DIRECTIONS FOR THIS TASK:
Swap "takes one dot" for "receives one marker" everywhere it occurs in the items below. Leave every other character unchanged.

GIVEN RECORDS:

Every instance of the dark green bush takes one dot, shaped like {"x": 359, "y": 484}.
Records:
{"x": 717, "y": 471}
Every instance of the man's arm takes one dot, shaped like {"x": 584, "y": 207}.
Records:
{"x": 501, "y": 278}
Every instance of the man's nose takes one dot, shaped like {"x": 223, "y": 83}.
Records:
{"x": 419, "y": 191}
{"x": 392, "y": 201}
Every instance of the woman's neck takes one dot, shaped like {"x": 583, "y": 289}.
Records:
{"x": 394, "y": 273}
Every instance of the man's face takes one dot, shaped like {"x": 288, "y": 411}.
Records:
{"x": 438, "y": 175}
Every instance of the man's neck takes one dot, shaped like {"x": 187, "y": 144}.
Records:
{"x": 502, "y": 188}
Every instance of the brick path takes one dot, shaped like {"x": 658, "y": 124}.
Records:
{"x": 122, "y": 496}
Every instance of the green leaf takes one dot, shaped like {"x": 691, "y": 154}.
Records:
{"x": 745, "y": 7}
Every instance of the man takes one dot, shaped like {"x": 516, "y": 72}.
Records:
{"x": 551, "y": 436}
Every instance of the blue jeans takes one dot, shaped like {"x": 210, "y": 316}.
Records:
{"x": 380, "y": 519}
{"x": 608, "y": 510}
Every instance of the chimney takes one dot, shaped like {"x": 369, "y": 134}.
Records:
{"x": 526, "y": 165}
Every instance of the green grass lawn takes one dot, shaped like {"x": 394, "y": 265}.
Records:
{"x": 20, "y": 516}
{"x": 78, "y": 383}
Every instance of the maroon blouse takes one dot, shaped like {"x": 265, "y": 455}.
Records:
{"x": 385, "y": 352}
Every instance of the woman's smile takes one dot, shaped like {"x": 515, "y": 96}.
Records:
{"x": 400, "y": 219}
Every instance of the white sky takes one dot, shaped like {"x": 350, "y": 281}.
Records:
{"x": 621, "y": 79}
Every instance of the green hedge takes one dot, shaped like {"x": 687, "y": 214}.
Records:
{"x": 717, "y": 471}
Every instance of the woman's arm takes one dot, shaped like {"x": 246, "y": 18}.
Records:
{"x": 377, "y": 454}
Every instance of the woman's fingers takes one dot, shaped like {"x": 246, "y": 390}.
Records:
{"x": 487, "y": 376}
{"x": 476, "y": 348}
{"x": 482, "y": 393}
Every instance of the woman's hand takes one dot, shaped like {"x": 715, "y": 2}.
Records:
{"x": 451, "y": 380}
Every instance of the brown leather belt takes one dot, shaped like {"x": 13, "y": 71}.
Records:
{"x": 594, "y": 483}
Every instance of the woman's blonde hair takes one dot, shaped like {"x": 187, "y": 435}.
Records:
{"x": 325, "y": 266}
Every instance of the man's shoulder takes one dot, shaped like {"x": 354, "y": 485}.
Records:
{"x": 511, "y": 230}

SOLUTION BELOW:
Every instance of the dark green bush receives one marker, shaped like {"x": 359, "y": 484}.
Records:
{"x": 717, "y": 471}
Every instance of the man's arm receives one marker, shaped like {"x": 584, "y": 207}.
Records:
{"x": 501, "y": 278}
Every instance of the man's nose receives one marker, shaped like {"x": 223, "y": 83}.
Records:
{"x": 419, "y": 191}
{"x": 392, "y": 201}
Every instance of the woman's neck receives one marker, shaped like {"x": 583, "y": 289}.
Records:
{"x": 394, "y": 273}
Every instance of the man's face receives one marker, shaped like {"x": 288, "y": 411}.
Records:
{"x": 438, "y": 175}
Every instance of the man's neck receives one marker, shaped like {"x": 187, "y": 144}.
Records:
{"x": 502, "y": 188}
Every instance of the brick path receives one marker, shaped like {"x": 658, "y": 124}.
Records:
{"x": 122, "y": 496}
Every instance of the green leaf receives one marker, shaped like {"x": 691, "y": 154}.
Records:
{"x": 745, "y": 7}
Every instance of the man receives one marker, shaped like {"x": 516, "y": 72}.
Records:
{"x": 551, "y": 436}
Every instance of the blue jeans receives one marker, shaped like {"x": 210, "y": 316}.
Records:
{"x": 380, "y": 519}
{"x": 608, "y": 510}
Every instance of the chimney receives one marker, shaped like {"x": 369, "y": 134}.
Records:
{"x": 526, "y": 165}
Every instance of the green grass lawn receives one marker, shaped like {"x": 394, "y": 265}.
Records:
{"x": 20, "y": 516}
{"x": 78, "y": 383}
Every instance of the maroon blouse receives one marker, shaped like {"x": 265, "y": 455}.
Records:
{"x": 385, "y": 352}
Every instance of the woman's smile receives one marker, shaped like {"x": 515, "y": 96}.
Records:
{"x": 400, "y": 219}
Every instance of the white sky receives one marker, shaped like {"x": 350, "y": 281}.
Records:
{"x": 621, "y": 79}
Every instance of the green hedge receives one marker, shaped like {"x": 687, "y": 214}.
Records:
{"x": 717, "y": 471}
Every instance of the woman's arm receives one marker, shaped like {"x": 246, "y": 18}.
Records:
{"x": 377, "y": 454}
Every instance of the woman's fingers receives one marker, shaped like {"x": 246, "y": 390}.
Records:
{"x": 487, "y": 376}
{"x": 476, "y": 348}
{"x": 482, "y": 393}
Every instance of the woman's hand receives one marker, shaped like {"x": 715, "y": 2}.
Records:
{"x": 451, "y": 380}
Every instance of the brown leather belt receives one marker, shaped like {"x": 13, "y": 71}.
Records:
{"x": 594, "y": 483}
Every instance of the woman's blonde hair receives one marker, shaped like {"x": 187, "y": 435}.
Records:
{"x": 325, "y": 266}
Every instance of the man's shoulder receives one marker, shaped like {"x": 354, "y": 485}.
Records:
{"x": 511, "y": 230}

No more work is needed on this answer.